> **Record excerpts**
[Start of section]

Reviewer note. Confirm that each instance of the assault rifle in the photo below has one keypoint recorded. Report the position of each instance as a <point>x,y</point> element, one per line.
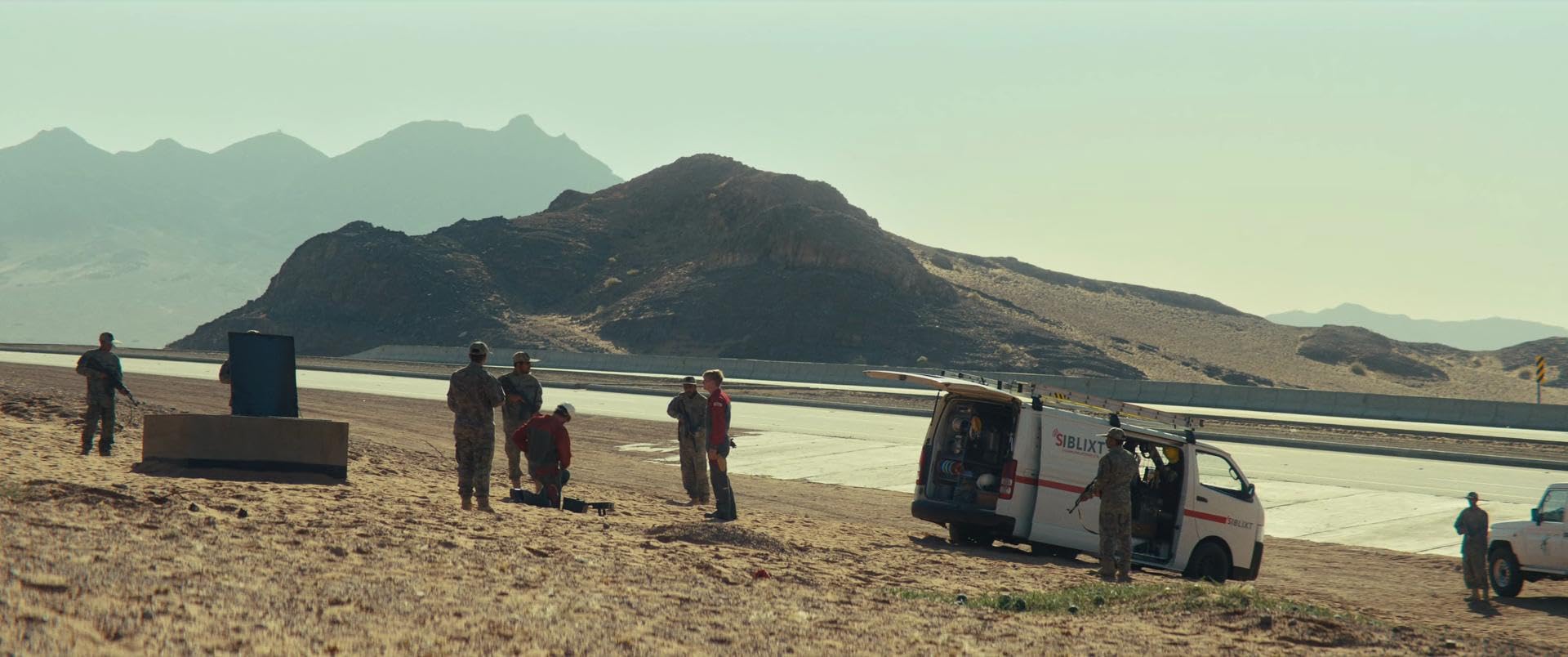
<point>1084,496</point>
<point>110,375</point>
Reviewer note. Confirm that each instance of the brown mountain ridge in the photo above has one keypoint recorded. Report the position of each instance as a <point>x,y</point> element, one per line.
<point>710,257</point>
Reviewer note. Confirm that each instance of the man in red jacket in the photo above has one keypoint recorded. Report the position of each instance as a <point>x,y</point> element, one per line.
<point>549,449</point>
<point>719,445</point>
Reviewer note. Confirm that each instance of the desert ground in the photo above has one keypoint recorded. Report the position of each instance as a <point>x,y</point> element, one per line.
<point>102,556</point>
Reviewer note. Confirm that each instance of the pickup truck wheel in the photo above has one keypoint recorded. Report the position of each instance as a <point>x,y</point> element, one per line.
<point>1053,551</point>
<point>966,535</point>
<point>1209,561</point>
<point>1506,576</point>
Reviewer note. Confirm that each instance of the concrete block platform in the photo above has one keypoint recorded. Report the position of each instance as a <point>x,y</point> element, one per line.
<point>289,444</point>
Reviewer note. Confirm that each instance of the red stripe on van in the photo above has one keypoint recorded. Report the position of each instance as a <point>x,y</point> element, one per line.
<point>1048,483</point>
<point>1206,516</point>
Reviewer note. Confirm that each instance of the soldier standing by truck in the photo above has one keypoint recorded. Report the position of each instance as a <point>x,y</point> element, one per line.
<point>690,411</point>
<point>1472,524</point>
<point>1114,486</point>
<point>524,399</point>
<point>104,377</point>
<point>472,397</point>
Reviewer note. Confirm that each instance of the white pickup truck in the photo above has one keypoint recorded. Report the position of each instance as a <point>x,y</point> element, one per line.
<point>1530,551</point>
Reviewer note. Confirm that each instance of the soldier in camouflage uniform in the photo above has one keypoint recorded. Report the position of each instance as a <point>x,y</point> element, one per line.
<point>1474,524</point>
<point>100,394</point>
<point>1114,486</point>
<point>472,399</point>
<point>524,397</point>
<point>690,411</point>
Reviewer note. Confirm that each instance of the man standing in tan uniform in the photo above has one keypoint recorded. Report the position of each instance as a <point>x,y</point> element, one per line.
<point>690,411</point>
<point>1114,486</point>
<point>524,399</point>
<point>472,397</point>
<point>1472,524</point>
<point>102,370</point>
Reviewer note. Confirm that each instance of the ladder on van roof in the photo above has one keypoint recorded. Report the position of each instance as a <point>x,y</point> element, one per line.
<point>1065,397</point>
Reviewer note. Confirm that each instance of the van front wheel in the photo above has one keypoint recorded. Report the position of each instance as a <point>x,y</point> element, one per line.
<point>966,535</point>
<point>1209,561</point>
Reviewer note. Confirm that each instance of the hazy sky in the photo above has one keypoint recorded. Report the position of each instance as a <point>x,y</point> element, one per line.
<point>1405,155</point>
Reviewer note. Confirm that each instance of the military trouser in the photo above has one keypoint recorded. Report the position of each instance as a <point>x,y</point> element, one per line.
<point>693,466</point>
<point>1474,557</point>
<point>100,413</point>
<point>513,457</point>
<point>1116,541</point>
<point>724,493</point>
<point>475,449</point>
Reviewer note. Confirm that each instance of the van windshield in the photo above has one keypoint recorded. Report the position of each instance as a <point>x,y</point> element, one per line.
<point>1215,472</point>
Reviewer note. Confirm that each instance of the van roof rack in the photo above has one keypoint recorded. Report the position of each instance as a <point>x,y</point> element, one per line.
<point>1080,399</point>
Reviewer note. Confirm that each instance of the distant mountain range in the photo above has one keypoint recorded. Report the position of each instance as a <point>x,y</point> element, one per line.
<point>151,242</point>
<point>1470,334</point>
<point>710,257</point>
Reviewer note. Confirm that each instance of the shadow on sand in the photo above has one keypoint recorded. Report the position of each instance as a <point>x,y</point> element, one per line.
<point>1554,606</point>
<point>231,474</point>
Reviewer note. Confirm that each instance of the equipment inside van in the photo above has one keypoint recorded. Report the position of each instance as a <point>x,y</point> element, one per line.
<point>1002,462</point>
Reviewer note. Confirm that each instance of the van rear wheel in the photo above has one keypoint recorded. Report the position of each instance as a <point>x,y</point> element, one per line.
<point>966,535</point>
<point>1209,561</point>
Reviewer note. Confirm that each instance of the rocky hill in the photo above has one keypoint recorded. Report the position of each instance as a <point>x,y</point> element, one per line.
<point>707,256</point>
<point>1471,334</point>
<point>156,240</point>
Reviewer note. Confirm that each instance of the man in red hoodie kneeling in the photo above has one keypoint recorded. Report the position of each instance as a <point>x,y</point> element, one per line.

[End of section]

> **Work task**
Omit the pictures, then set down all the remaining data exactly as given.

> **Response area**
Reviewer note. Confirm that each instance of the assault rifle in the photo below has one keypoint recorded. Report the position of each instance as a <point>x,y</point> element, one per line.
<point>1084,496</point>
<point>110,375</point>
Reviewer note. Confirm that each instance of the brown mountain ridge in the photo above has one keypoint recorded. Report the position of each instance as a <point>x,y</point> element, one per line.
<point>710,257</point>
Reviewer note. Confirm that each instance of the man in red jacket in the photo above has one keypoint recorded. Report the position of each instance as a <point>x,y</point> element, one per line.
<point>549,449</point>
<point>719,445</point>
Reviewer note. Confirm that each instance of the desert ground in the photo above has one keypoint recorded. Report the position of each instance as a <point>x,y</point> element, one per line.
<point>102,556</point>
Reviewer note. Confirm that each instance of the pickup truck wheel in the photo above has one keypoint recorded. Report the position of each instance as a <point>x,y</point> element, one per line.
<point>1053,551</point>
<point>966,535</point>
<point>1209,561</point>
<point>1506,576</point>
Reviewer note. Confirm that each instance of the concrete block platform in the photo above has one keypoint recorded. Report the position of each instance as a <point>x,y</point> element, one per line.
<point>289,444</point>
Reviewer note. Confirm that each instance of the red stripe on van in the photo above has one keypoint recorded. Report the position of each instance as a <point>x,y</point> element, one per line.
<point>1048,483</point>
<point>1206,516</point>
Reviewer note. Confirm that each instance of the soldier standing by truck in the photo above has one keypoint recorded. Report the position of each instance as a <point>x,y</point> element, one per line.
<point>690,411</point>
<point>1472,524</point>
<point>1114,486</point>
<point>524,399</point>
<point>104,377</point>
<point>472,397</point>
Reviewer note. Confirm that each instance of the white pickup truck in the photo above has one keypoint recorded. Report the position of each instance as a <point>x,y</point> element, one per line.
<point>1530,551</point>
Reviewer note. Confirm that each instance of the soldier in camouflage uniform in the photo above has one keypoint recorded. Report the position of each instance as a <point>x,y</point> element, one per line.
<point>1474,524</point>
<point>100,394</point>
<point>1114,486</point>
<point>472,399</point>
<point>524,397</point>
<point>690,411</point>
Reviewer note. Confirm that each instance of the man standing in tan uniform in the photo above has one keypoint recorded. Report the position of each instance as a <point>x,y</point> element, one per line.
<point>690,411</point>
<point>1114,486</point>
<point>524,399</point>
<point>472,397</point>
<point>1472,524</point>
<point>102,370</point>
Reviewer note. Confirm that each instance of the ladder on van roof in the photo above has one keypoint recorded. Report the position of each instance as a <point>x,y</point> element, one per line.
<point>1065,397</point>
Reviewer note. Confirm that each instance of the van front wheel in the photo above has one keypoint recorded. Report the position of each instance as a <point>x,y</point> element, one per line.
<point>966,535</point>
<point>1209,561</point>
Reviewer note. Confirm that each instance of the hazy sky in the photo above has one keypoint recorded. Report the position of each instance as a <point>x,y</point> element, one per line.
<point>1405,155</point>
Reviewer note. Confirm that each instance of the military trouser in the photo above has one keypoint recorded. Report the position of each instance as a <point>x,y</point> element, one per line.
<point>693,466</point>
<point>1474,557</point>
<point>100,413</point>
<point>513,457</point>
<point>1116,541</point>
<point>724,493</point>
<point>475,449</point>
Reviewer note. Confirm that each instance of the van windshield in the photo above has one keypoint recorded. Report the position of each instance as a <point>x,y</point> element, one per line.
<point>1215,472</point>
Reviewer note. Confirm that each instance of the van roof rack in the photo above has one keypoint recorded. Report the position of each instance as a <point>x,y</point> element, one per line.
<point>1080,399</point>
Reviewer note. Confirm that each instance of the distant mountain range in the photo above has one keypoint recorded. Report the position of each instance as a <point>x,y</point> element, one per line.
<point>151,242</point>
<point>1470,334</point>
<point>710,257</point>
Reviewer note. Confirm that each instance of the shadow on sand in the photo above has one keypoint recorded. Report the position of each instance as a <point>x,y</point> element, one per line.
<point>1554,606</point>
<point>231,474</point>
Reviewer note. Confirm that each instance of the equipment inside van in the photo above has one keypoint recorded. Report the position of each instance as a <point>x,y</point> element, one per line.
<point>1002,462</point>
Reviewer note. Confirm that each instance of the van rear wheel in the photo above has one keypoint recorded. Report the position of each instance as a <point>x,y</point> element, one per line.
<point>966,535</point>
<point>1209,561</point>
Reviewer note. Confirm that each instance of the rocky hill in the photo above has one keypoint recorded. Report the position of each instance as a <point>x,y</point> element, one per line.
<point>707,256</point>
<point>1471,334</point>
<point>156,240</point>
Reviewer note. Confirm that each instance of the man in red hoodie kneeling in the photo above has one keypoint recorded. Report the position of each instance as a <point>x,y</point> element, one per line.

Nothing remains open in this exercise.